Dataset rows:
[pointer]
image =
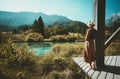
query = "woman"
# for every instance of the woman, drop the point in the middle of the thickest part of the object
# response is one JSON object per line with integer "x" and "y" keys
{"x": 89, "y": 53}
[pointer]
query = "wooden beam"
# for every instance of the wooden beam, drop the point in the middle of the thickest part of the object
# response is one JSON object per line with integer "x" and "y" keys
{"x": 99, "y": 16}
{"x": 111, "y": 38}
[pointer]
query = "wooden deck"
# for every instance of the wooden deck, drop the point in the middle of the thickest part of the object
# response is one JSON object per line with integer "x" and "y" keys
{"x": 111, "y": 70}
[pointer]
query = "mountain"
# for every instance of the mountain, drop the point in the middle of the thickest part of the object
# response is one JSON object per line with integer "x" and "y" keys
{"x": 115, "y": 18}
{"x": 16, "y": 19}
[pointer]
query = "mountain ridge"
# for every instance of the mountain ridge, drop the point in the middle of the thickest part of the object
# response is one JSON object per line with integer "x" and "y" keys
{"x": 16, "y": 19}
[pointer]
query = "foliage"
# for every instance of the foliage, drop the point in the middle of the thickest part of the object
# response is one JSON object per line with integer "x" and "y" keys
{"x": 59, "y": 61}
{"x": 15, "y": 61}
{"x": 113, "y": 49}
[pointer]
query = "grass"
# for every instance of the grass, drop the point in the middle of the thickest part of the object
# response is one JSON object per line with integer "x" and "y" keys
{"x": 18, "y": 63}
{"x": 113, "y": 49}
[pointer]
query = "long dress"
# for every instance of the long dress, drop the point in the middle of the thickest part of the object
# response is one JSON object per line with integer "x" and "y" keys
{"x": 89, "y": 52}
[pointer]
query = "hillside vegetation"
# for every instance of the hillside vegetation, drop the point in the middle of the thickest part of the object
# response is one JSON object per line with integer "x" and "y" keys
{"x": 19, "y": 63}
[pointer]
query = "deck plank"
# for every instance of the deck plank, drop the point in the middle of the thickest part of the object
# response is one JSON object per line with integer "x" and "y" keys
{"x": 111, "y": 70}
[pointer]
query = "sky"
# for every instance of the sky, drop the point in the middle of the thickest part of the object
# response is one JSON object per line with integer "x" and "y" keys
{"x": 80, "y": 10}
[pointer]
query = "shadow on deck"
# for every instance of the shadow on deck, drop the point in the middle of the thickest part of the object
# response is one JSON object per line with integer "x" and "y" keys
{"x": 111, "y": 69}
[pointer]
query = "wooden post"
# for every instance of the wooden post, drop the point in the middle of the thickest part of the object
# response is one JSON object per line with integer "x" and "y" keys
{"x": 99, "y": 19}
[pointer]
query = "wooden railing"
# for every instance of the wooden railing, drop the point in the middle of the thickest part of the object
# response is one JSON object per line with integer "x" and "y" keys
{"x": 111, "y": 38}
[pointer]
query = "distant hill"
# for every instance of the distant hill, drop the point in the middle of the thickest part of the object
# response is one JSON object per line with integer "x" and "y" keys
{"x": 16, "y": 19}
{"x": 115, "y": 18}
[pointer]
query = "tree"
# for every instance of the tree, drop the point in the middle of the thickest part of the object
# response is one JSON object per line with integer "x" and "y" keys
{"x": 35, "y": 26}
{"x": 41, "y": 25}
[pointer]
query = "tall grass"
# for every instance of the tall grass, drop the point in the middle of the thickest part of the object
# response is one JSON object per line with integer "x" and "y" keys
{"x": 18, "y": 63}
{"x": 113, "y": 49}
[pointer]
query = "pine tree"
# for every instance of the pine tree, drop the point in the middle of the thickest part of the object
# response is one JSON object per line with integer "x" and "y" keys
{"x": 35, "y": 26}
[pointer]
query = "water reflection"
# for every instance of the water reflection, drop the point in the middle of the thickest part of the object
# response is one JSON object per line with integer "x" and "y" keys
{"x": 39, "y": 48}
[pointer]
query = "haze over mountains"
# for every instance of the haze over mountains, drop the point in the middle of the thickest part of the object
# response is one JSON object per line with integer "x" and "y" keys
{"x": 16, "y": 19}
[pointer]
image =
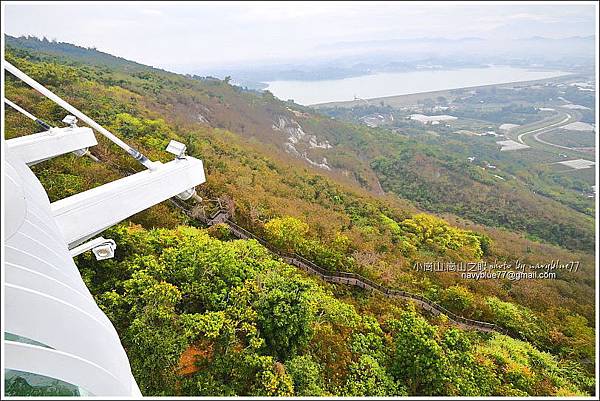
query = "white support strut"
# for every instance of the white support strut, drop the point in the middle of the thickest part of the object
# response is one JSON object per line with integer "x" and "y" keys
{"x": 50, "y": 95}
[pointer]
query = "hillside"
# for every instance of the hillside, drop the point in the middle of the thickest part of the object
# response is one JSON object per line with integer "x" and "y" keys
{"x": 375, "y": 159}
{"x": 200, "y": 314}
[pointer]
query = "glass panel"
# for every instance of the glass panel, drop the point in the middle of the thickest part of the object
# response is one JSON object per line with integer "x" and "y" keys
{"x": 22, "y": 384}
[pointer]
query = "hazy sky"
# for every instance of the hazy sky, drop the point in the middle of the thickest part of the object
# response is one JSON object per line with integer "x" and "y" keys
{"x": 185, "y": 36}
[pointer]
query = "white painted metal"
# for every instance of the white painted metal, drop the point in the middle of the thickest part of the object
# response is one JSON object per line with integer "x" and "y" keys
{"x": 46, "y": 299}
{"x": 48, "y": 144}
{"x": 93, "y": 378}
{"x": 47, "y": 302}
{"x": 96, "y": 242}
{"x": 20, "y": 109}
{"x": 86, "y": 214}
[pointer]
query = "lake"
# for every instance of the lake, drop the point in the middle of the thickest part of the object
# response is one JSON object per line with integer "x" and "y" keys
{"x": 400, "y": 83}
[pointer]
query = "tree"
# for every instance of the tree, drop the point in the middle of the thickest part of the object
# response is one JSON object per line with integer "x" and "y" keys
{"x": 366, "y": 378}
{"x": 418, "y": 360}
{"x": 306, "y": 375}
{"x": 284, "y": 313}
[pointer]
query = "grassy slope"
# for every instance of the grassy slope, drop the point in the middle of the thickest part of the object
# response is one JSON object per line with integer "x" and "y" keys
{"x": 265, "y": 183}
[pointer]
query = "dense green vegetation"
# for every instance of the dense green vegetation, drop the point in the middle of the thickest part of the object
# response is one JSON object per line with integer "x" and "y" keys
{"x": 200, "y": 314}
{"x": 256, "y": 326}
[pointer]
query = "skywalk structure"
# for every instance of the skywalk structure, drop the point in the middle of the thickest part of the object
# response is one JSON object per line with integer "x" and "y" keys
{"x": 56, "y": 339}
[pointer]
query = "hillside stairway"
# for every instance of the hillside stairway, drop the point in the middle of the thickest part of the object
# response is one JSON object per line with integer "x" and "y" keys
{"x": 223, "y": 217}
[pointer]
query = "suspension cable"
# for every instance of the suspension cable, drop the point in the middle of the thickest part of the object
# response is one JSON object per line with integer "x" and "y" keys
{"x": 27, "y": 114}
{"x": 50, "y": 95}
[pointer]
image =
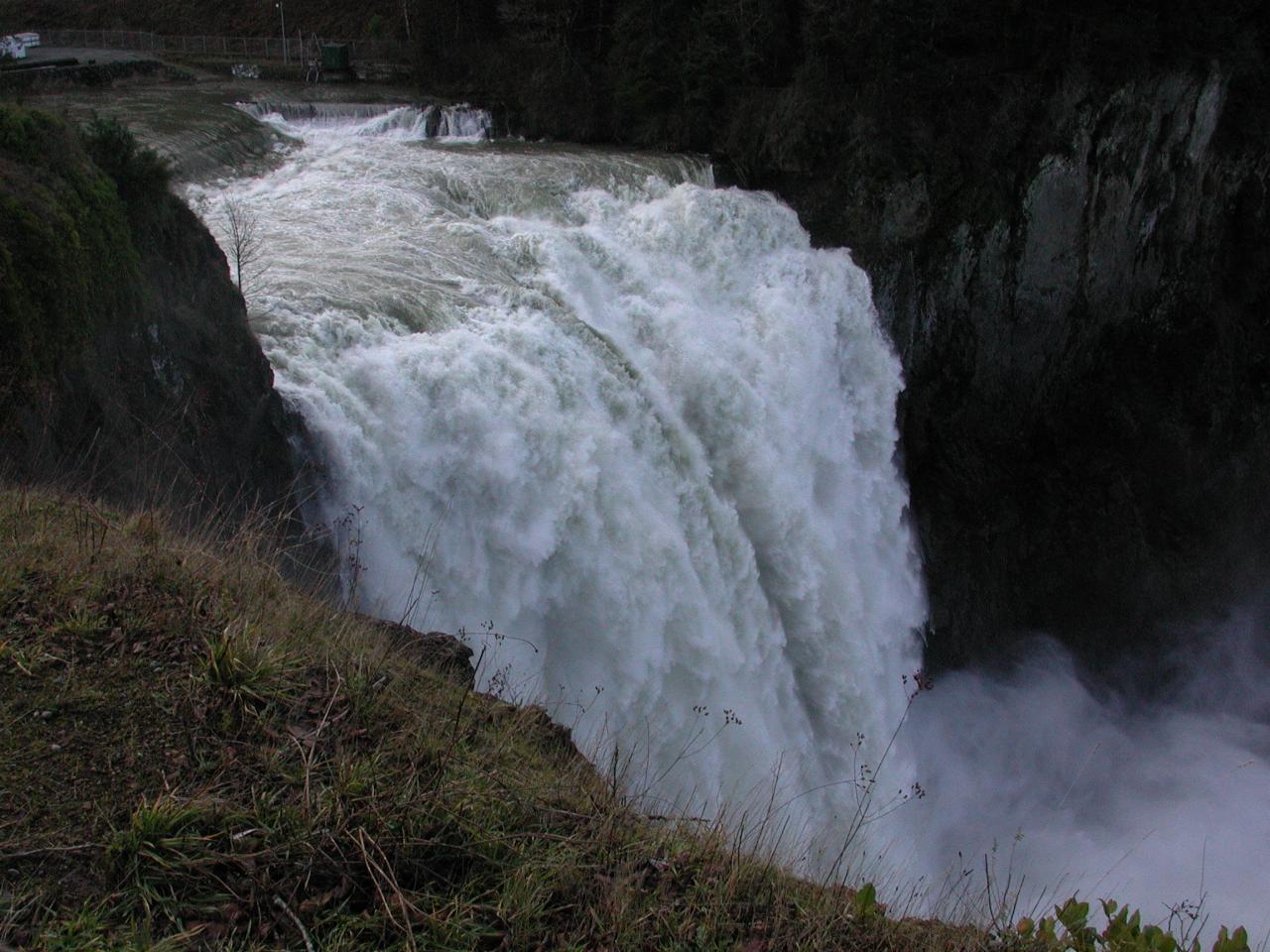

AIM OF THE TASK - How many lines of the items above contain the string "grassy", counting case as significant? Give only the number.

RESPONSE TO THIS TASK - 2